Source passage:
•••

Meet Friends of AWA flight scholarship recipient Kathryn Bremer

Twenty-one-year-old Kathryn Bremer moved to St. Petersburg from Key West, Florida, last year to pursue her dreams of becoming an airline pilot, learning to fly at Albert Whitted Airport’s flight school, St. Pete Air.

Kathryn attended Key West High School, situated across a field from Key West International Airport’s Runway 9. It was here that her fascination with aviation began. She would often park her car near the airport and watch airplanes take off and land, captivated by how beautiful and effortless it seemed. 

After high school, she attended Florida Keys Community College, believing that obtaining a college degree and getting a 9-5 job was the only way to get ahead in life. She had originally intended to earn a degree in psychology and work as a counselor or therapist but eventually felt the calling to do something else.

While taking a gap year, she relocated to a different city in the Keys: Marathon, Florida. Her apartment faced Marathon International Airport, a small uncontrolled airport with a single runway. After going on her first discovery flight there, she soon realized that her passion could be her career and that flying the airplanes she loved to watch was a real possibility. “I tried different career paths,” she said, “but aviation is the only thing that my heart is truly on fire for.”

•••

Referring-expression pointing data

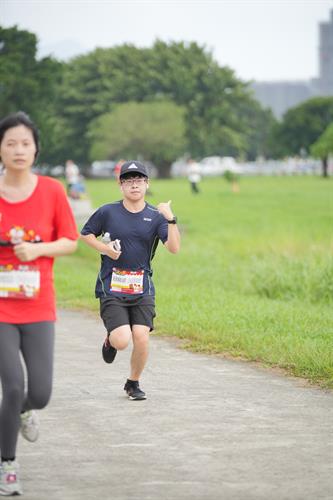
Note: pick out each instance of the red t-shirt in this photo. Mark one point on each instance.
(44, 216)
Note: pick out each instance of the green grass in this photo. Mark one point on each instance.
(254, 277)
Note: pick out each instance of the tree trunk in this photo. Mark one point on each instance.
(325, 166)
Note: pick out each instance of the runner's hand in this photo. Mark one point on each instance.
(111, 252)
(26, 251)
(165, 210)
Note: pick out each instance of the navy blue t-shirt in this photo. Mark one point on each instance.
(139, 234)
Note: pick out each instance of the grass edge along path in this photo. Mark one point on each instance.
(277, 224)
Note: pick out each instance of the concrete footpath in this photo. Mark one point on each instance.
(211, 429)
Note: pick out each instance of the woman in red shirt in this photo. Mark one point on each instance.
(36, 225)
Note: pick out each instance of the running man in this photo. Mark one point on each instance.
(124, 284)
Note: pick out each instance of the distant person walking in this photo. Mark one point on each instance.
(124, 285)
(72, 174)
(194, 176)
(36, 225)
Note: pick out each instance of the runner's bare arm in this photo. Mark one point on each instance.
(173, 241)
(107, 249)
(27, 251)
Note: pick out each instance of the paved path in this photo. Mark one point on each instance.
(211, 429)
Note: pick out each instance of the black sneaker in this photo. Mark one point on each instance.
(133, 390)
(108, 352)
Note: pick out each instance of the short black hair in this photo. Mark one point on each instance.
(17, 119)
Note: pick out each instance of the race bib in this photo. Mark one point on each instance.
(123, 281)
(19, 282)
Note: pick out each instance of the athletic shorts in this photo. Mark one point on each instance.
(118, 311)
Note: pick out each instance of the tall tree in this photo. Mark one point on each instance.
(302, 125)
(323, 147)
(29, 84)
(151, 130)
(220, 110)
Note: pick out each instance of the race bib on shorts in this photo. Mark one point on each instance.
(124, 281)
(19, 281)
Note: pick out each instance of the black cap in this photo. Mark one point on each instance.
(133, 167)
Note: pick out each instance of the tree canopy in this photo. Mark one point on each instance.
(149, 130)
(214, 112)
(29, 84)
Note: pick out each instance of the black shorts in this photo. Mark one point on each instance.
(118, 311)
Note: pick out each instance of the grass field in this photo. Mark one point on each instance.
(254, 277)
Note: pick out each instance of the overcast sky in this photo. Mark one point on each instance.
(259, 39)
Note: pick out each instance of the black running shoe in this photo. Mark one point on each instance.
(133, 390)
(108, 352)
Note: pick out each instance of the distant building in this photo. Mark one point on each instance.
(280, 96)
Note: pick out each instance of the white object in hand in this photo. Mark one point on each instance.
(116, 245)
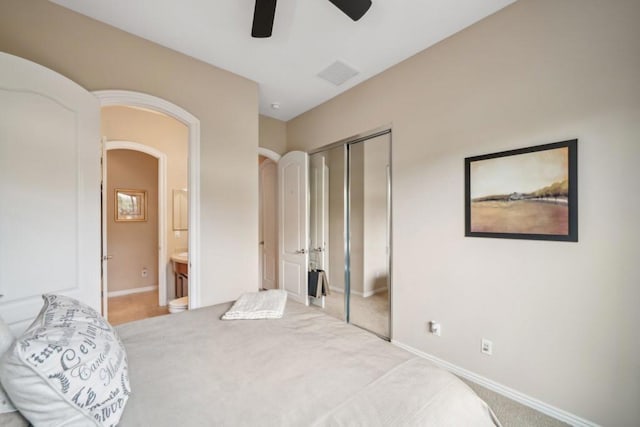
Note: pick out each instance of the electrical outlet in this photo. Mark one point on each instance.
(487, 347)
(435, 328)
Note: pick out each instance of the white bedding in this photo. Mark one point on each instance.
(258, 305)
(193, 369)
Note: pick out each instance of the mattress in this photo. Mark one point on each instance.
(305, 369)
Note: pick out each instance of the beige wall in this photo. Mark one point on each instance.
(168, 136)
(536, 72)
(97, 56)
(133, 245)
(273, 134)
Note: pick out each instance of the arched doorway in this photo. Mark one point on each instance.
(141, 100)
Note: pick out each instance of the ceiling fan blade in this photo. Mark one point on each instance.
(354, 9)
(263, 15)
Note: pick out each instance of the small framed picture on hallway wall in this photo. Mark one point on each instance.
(131, 205)
(528, 193)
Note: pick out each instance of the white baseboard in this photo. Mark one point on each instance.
(131, 291)
(360, 294)
(512, 394)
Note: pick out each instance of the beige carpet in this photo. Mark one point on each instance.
(372, 313)
(128, 308)
(511, 413)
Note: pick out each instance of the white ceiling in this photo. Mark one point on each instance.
(308, 36)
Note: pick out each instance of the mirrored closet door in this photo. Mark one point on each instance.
(350, 207)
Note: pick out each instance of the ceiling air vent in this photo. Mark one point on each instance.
(338, 73)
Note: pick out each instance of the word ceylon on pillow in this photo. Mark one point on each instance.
(68, 368)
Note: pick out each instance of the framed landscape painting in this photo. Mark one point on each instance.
(528, 193)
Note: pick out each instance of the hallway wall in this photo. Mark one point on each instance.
(133, 245)
(169, 136)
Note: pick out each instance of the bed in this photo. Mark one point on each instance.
(304, 369)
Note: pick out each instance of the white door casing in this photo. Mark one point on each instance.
(49, 188)
(293, 229)
(268, 222)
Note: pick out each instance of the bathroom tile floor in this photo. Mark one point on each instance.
(128, 308)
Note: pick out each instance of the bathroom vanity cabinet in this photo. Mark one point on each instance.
(181, 271)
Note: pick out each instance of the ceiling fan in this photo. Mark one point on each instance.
(265, 11)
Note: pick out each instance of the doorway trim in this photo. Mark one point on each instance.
(142, 100)
(269, 154)
(162, 208)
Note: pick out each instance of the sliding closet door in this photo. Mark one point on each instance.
(369, 234)
(327, 183)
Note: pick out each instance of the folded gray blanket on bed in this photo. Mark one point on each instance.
(193, 369)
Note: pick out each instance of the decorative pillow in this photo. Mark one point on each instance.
(6, 339)
(68, 368)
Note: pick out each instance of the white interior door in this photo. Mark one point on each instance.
(293, 229)
(49, 188)
(268, 221)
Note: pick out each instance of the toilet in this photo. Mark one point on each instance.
(178, 305)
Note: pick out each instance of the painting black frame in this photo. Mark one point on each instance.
(572, 235)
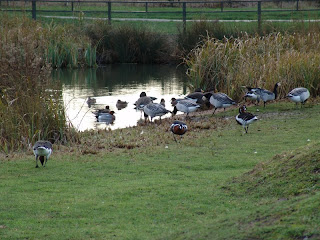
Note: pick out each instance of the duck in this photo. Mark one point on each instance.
(154, 109)
(266, 95)
(299, 95)
(121, 104)
(42, 150)
(178, 128)
(106, 117)
(245, 118)
(219, 100)
(186, 106)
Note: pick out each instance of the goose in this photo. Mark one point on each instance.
(106, 117)
(178, 128)
(154, 109)
(121, 104)
(266, 95)
(252, 96)
(143, 101)
(163, 102)
(100, 111)
(245, 118)
(186, 106)
(91, 100)
(219, 100)
(42, 150)
(300, 94)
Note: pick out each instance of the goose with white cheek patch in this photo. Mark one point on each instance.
(266, 95)
(186, 106)
(178, 128)
(42, 150)
(245, 118)
(219, 100)
(153, 110)
(299, 95)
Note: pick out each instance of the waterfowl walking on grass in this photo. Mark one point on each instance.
(299, 95)
(219, 100)
(266, 95)
(153, 110)
(245, 118)
(106, 117)
(178, 128)
(42, 150)
(186, 106)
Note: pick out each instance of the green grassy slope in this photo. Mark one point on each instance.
(137, 183)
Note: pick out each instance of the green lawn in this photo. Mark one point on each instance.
(138, 183)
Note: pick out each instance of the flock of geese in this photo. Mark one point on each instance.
(191, 103)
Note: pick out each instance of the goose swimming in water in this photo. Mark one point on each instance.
(299, 95)
(245, 118)
(106, 117)
(178, 128)
(42, 150)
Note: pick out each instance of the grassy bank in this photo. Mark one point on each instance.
(138, 183)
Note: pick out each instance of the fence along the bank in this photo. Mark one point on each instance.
(181, 7)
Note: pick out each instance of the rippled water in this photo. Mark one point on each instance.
(124, 82)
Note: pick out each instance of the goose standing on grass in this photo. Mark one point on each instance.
(42, 150)
(186, 106)
(153, 110)
(219, 100)
(178, 128)
(253, 97)
(299, 95)
(106, 117)
(266, 95)
(143, 101)
(245, 118)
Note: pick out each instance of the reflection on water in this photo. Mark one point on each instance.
(122, 82)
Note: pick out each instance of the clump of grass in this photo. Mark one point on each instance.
(30, 105)
(128, 44)
(226, 65)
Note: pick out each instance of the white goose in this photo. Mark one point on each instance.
(245, 118)
(299, 95)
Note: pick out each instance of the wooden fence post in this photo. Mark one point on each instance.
(259, 17)
(184, 16)
(109, 12)
(34, 10)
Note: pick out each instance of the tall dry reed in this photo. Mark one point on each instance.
(227, 65)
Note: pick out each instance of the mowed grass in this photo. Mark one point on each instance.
(138, 183)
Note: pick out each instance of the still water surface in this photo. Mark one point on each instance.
(124, 82)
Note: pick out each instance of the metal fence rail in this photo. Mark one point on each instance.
(181, 7)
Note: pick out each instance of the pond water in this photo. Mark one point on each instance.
(122, 82)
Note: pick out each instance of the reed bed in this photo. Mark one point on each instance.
(30, 103)
(227, 65)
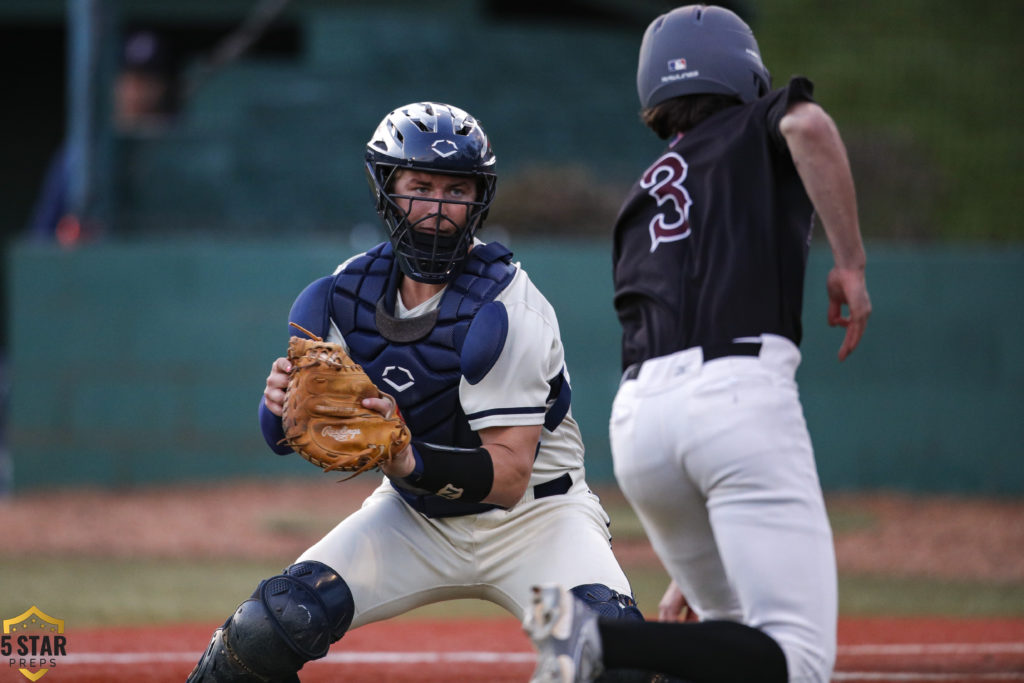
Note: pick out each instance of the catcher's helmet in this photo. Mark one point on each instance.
(434, 138)
(699, 49)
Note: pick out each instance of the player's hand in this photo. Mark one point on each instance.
(847, 288)
(674, 607)
(401, 464)
(276, 385)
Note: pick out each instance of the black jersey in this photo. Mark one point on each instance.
(711, 245)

•••

Work instructions:
**1.** Name every airport mentioned in the profile of Kathryn Bremer.
**2.** According to the profile of Kathryn Bremer, why did she attend Florida Keys Community College after high school?
The entries are separate material that has no connection to the profile of Kathryn Bremer.

Answers for the exercise:
**1.** Albert Whitted Airport, Key West International Airport, Marathon International Airport

**2.** She believed that getting a college degree and a 9-5 job was the only way to get ahead in life. She originally planned to earn a degree in psychology and work as a counselor or therapist.